--- Start of Reading text ---

Other

Party With Feng

By Alphonse Pierre

Copyright pitchfork

Party With Feng

One afternoon in Chelsea, during New York Fashion Week, Feng pulls up to a runway event looking like a hungover college freshman. The 19-year-old, part of an emerging wave of UK underground rap getting hyped up like the ’03 NBA draft class, has bags under his eyes. His hair is in a messy bun. He’s wearing a wrinkled white tee, a colorful scarf he bought off Depop, black skinny jeans, and house slippers with the heads of stuffed teddy bears on the top. He glances at the world of high fashion—a mix of magazine editors, brand ambassadors, influencers, models, young rap darlings, and a Los Angeles Lakers role player—and asks his manager, Christian, “Why’s everyone dressed so serious?” Christian responds, “’Cause everyone is putting on a fuckin’ show,” as they both bust out laughing.

--- End of Reading text ---
--- Start of Information provided ---

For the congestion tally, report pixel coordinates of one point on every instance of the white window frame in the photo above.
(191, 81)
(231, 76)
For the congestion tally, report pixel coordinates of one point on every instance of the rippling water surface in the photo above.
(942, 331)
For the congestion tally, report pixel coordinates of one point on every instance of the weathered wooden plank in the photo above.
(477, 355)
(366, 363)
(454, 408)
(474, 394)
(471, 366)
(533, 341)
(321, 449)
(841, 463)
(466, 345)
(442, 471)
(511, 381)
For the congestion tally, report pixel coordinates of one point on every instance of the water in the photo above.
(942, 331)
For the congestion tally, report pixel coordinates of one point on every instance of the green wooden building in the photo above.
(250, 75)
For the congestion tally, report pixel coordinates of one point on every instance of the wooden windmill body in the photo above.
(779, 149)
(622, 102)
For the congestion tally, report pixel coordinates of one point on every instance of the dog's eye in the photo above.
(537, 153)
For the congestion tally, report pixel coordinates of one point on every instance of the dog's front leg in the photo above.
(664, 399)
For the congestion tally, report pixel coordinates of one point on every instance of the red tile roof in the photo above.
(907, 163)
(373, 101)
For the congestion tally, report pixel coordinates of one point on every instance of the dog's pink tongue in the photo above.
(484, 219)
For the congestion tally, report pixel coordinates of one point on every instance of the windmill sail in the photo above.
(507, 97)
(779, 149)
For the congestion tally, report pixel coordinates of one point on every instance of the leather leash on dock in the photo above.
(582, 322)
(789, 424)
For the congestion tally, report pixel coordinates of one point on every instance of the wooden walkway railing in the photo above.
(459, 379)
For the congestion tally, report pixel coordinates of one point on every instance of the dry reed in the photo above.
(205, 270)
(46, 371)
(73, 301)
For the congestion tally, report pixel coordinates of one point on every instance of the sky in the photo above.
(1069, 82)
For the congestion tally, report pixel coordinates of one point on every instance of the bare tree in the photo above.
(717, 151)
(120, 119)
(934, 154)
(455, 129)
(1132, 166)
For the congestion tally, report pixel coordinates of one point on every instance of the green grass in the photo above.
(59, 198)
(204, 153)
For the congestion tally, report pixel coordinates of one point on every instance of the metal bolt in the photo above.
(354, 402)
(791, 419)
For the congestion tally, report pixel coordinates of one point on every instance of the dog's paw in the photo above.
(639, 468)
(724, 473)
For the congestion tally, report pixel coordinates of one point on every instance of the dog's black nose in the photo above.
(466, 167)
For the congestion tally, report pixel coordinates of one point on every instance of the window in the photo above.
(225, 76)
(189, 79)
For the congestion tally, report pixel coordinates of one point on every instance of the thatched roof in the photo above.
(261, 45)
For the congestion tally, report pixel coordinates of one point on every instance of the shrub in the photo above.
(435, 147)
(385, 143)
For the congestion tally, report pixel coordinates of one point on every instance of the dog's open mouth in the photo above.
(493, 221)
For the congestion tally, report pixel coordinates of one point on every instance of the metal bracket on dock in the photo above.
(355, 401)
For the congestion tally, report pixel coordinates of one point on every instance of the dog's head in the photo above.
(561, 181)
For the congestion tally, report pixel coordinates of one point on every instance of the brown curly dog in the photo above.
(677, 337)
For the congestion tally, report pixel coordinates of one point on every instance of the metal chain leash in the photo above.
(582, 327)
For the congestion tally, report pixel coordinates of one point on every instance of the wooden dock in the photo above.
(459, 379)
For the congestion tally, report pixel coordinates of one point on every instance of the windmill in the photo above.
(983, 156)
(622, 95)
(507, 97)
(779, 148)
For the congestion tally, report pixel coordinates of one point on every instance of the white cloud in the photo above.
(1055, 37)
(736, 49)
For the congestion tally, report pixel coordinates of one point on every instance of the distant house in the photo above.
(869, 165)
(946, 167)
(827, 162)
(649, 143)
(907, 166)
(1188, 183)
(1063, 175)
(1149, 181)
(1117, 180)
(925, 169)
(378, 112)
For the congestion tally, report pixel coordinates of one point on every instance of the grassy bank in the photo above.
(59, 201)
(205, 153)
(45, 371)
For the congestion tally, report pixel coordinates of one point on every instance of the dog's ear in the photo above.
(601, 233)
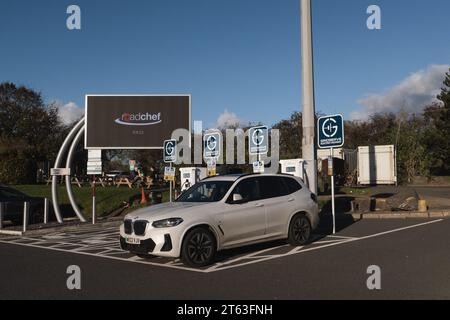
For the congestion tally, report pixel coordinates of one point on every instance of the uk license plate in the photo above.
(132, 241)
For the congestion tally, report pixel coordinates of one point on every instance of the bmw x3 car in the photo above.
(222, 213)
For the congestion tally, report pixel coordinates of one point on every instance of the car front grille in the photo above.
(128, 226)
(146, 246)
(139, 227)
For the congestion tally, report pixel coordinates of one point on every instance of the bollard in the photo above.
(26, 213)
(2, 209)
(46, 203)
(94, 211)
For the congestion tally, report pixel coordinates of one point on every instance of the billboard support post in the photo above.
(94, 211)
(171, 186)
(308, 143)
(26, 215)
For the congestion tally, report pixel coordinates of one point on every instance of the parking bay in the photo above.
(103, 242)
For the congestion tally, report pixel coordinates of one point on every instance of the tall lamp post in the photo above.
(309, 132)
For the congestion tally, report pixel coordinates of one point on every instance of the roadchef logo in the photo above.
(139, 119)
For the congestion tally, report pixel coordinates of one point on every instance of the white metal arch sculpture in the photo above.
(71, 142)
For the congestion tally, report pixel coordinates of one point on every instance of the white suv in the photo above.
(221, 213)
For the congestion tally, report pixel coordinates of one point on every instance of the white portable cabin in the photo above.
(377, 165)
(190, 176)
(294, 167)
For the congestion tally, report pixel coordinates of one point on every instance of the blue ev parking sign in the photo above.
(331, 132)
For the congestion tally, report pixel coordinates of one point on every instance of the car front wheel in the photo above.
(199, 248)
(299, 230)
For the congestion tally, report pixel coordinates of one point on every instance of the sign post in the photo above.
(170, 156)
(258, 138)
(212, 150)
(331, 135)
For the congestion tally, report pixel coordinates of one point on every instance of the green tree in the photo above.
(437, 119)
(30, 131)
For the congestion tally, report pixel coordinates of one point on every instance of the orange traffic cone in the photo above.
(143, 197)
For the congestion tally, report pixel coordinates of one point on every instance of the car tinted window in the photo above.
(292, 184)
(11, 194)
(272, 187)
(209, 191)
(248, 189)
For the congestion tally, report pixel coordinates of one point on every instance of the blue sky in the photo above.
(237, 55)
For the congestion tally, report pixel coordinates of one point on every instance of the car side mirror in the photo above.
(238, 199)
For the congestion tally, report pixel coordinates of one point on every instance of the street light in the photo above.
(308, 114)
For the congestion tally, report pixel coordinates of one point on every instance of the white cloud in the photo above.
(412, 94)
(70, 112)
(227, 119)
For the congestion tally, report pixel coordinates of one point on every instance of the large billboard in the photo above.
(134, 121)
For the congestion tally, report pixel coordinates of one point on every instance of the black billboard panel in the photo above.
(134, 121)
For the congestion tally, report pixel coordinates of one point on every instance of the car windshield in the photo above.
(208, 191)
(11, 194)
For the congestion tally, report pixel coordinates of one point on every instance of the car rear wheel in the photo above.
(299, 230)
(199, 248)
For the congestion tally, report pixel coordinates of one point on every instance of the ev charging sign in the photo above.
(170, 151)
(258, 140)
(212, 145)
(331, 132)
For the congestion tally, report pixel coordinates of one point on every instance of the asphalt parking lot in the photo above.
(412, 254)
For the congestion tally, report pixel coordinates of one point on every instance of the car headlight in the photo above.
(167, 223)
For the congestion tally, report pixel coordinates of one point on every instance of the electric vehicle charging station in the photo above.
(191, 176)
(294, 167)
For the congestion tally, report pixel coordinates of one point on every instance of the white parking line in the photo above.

--- End of Information provided ---
--- Start of Information provided ---

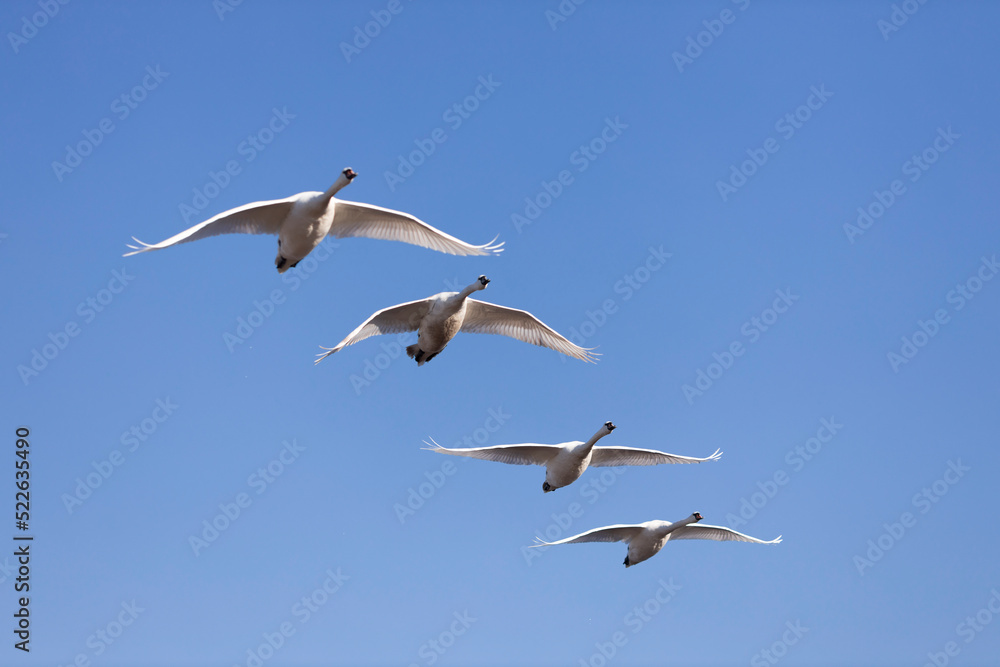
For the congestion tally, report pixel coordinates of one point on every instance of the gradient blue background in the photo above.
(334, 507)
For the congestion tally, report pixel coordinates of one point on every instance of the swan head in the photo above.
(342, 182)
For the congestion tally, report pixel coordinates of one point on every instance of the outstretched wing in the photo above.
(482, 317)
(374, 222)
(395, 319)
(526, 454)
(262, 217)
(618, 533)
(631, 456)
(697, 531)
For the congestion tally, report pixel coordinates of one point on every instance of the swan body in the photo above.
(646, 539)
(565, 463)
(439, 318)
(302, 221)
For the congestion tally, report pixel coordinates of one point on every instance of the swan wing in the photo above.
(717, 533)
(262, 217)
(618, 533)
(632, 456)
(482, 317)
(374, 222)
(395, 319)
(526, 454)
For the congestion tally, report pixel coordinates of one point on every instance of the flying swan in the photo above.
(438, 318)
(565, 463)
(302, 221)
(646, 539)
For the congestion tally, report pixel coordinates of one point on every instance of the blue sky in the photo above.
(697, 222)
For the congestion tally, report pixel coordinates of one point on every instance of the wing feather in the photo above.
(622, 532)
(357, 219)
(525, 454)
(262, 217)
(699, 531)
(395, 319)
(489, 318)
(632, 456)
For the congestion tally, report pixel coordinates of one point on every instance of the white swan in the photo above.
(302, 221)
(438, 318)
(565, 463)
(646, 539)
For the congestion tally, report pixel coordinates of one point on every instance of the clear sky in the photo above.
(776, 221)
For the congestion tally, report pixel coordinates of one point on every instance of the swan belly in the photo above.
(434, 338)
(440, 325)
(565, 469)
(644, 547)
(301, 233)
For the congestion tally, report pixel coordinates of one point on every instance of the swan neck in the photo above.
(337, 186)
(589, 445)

--- End of Information provided ---

> **Instructions to follow**
Repeat, word for word, the stretch of the article about Feng that starts with "One afternoon in" and ends with "bust out laughing.".

> **Result for this task**
One afternoon in Chelsea, during New York Fashion Week, Feng pulls up to a runway event looking like a hungover college freshman. The 19-year-old, part of an emerging wave of UK underground rap getting hyped up like the ’03 NBA draft class, has bags under his eyes. His hair is in a messy bun. He’s wearing a wrinkled white tee, a colorful scarf he bought off Depop, black skinny jeans, and house slippers with the heads of stuffed teddy bears on the top. He glances at the world of high fashion—a mix of magazine editors, brand ambassadors, influencers, models, young rap darlings, and a Los Angeles Lakers role player—and asks his manager, Christian, “Why’s everyone dressed so serious?” Christian responds, “’Cause everyone is putting on a fuckin’ show,” as they both bust out laughing.